DATA TO PROCESS -
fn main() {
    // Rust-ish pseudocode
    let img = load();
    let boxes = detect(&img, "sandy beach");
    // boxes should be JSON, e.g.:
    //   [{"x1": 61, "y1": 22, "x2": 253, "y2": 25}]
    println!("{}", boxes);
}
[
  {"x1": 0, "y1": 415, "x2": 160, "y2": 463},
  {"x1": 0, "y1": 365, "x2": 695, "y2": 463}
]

WHAT IS REQUIRED - Print the material above again, reproducing every line without any change.

THE OUTPUT -
fn main() {
    // Rust-ish pseudocode
    let img = load();
    let boxes = detect(&img, "sandy beach");
    // boxes should be JSON, e.g.:
    //   [{"x1": 61, "y1": 22, "x2": 253, "y2": 25}]
    println!("{}", boxes);
}
[
  {"x1": 0, "y1": 415, "x2": 160, "y2": 463},
  {"x1": 0, "y1": 365, "x2": 695, "y2": 463}
]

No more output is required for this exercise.